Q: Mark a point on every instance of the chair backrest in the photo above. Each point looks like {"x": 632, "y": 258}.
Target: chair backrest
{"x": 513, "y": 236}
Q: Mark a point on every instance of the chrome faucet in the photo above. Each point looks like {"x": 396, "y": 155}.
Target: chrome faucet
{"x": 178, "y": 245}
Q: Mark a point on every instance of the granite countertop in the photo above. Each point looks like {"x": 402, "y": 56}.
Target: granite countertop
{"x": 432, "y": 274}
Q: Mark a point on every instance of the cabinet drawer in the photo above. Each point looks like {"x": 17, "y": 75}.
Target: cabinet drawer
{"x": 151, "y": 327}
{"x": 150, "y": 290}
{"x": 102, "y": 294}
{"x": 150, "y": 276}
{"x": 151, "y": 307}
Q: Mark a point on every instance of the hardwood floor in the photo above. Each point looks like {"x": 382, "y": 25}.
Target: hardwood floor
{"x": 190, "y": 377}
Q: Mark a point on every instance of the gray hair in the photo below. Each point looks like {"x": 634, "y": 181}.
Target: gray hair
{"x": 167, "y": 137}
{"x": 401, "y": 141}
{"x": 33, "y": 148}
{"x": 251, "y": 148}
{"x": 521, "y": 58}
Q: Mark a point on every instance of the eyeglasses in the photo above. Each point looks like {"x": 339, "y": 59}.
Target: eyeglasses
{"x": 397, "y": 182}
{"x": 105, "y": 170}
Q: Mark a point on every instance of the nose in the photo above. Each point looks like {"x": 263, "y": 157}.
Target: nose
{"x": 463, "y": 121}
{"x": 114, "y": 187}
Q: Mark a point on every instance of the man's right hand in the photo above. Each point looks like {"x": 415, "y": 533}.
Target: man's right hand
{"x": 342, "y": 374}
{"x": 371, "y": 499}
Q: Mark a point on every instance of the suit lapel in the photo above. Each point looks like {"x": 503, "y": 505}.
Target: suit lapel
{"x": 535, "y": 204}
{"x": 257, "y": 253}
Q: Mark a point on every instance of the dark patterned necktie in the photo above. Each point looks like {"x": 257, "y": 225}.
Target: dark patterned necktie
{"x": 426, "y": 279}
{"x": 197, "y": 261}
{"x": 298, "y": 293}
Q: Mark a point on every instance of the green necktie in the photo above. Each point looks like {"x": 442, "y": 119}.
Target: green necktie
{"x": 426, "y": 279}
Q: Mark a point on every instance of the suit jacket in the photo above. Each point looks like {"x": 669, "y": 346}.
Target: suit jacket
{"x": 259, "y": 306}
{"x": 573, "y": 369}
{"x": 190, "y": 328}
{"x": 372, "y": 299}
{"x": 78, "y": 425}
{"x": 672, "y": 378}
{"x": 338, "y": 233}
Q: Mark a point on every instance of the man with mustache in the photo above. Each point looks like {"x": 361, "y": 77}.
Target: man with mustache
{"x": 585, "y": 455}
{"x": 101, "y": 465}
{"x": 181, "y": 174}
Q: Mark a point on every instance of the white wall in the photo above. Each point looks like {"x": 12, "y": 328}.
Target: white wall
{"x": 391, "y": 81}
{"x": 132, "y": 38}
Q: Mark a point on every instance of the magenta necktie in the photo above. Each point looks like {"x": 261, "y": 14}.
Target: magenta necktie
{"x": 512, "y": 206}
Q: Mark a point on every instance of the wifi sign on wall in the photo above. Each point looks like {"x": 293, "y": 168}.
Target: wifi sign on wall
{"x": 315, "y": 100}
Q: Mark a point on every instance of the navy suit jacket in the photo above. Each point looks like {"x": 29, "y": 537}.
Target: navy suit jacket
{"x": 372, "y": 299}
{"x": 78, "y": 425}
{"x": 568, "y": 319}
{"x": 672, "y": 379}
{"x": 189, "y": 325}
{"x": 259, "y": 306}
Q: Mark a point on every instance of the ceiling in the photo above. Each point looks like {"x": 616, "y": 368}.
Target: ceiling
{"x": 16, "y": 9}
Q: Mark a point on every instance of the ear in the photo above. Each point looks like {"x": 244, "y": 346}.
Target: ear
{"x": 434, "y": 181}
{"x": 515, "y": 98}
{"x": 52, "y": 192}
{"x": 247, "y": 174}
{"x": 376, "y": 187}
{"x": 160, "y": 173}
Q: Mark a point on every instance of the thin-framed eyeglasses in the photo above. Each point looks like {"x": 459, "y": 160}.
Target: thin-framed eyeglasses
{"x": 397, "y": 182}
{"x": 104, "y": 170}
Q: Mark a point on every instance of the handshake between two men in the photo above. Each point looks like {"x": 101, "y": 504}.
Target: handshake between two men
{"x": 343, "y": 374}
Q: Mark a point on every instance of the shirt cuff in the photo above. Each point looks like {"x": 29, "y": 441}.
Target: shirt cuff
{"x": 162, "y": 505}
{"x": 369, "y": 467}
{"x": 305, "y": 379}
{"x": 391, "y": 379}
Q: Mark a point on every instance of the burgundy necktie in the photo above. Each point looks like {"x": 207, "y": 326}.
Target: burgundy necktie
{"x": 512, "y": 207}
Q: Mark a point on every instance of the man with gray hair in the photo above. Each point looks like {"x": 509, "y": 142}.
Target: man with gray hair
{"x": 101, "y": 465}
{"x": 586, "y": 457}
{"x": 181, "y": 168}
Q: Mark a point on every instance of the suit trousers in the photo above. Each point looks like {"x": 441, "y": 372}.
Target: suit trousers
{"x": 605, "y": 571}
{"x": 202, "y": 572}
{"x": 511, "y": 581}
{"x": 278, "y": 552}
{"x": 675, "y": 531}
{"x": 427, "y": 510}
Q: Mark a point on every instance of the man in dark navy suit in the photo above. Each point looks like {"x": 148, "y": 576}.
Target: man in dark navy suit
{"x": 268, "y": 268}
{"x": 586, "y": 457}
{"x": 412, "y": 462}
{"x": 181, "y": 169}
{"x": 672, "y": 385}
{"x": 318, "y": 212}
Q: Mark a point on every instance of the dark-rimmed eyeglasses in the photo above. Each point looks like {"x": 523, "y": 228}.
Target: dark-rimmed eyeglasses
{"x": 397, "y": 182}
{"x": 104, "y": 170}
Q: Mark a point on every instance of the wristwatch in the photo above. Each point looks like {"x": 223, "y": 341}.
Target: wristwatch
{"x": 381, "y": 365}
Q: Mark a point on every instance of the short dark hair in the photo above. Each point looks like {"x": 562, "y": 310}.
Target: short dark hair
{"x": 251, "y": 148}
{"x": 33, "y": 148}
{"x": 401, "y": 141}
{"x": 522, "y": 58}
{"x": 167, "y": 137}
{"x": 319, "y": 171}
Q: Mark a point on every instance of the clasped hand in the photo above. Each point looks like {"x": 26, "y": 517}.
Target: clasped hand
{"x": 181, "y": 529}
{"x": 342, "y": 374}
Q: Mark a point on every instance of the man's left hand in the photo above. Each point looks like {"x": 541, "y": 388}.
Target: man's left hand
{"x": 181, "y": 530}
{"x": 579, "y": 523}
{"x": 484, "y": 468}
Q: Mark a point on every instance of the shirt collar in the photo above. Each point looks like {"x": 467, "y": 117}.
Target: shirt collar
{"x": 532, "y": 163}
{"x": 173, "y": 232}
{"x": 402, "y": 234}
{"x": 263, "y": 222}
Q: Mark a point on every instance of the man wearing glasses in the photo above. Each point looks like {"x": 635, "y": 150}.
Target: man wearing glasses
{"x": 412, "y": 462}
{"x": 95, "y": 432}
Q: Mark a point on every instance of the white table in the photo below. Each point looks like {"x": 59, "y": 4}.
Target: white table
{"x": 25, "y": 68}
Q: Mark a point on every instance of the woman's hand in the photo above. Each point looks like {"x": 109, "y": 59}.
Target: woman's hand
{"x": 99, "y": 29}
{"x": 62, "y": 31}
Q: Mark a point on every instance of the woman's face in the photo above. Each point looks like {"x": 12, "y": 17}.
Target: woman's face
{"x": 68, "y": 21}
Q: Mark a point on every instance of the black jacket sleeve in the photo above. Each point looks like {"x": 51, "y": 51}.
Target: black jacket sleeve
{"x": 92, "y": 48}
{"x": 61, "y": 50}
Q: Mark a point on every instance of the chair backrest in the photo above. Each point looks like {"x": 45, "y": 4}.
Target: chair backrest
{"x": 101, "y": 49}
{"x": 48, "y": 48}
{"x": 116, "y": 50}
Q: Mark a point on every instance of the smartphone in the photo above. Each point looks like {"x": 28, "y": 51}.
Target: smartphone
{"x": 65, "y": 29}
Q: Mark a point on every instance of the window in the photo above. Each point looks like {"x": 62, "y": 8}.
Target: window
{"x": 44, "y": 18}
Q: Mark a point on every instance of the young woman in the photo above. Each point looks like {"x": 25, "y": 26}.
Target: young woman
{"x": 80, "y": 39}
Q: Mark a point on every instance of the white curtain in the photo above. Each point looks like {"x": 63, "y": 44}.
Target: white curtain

========

What lines in the listing above hold the string "curtain"? List them.

## Problem solution
Q: Mark a point on every instance of the white curtain in the photo above. Each point looks like {"x": 63, "y": 44}.
Target: white curtain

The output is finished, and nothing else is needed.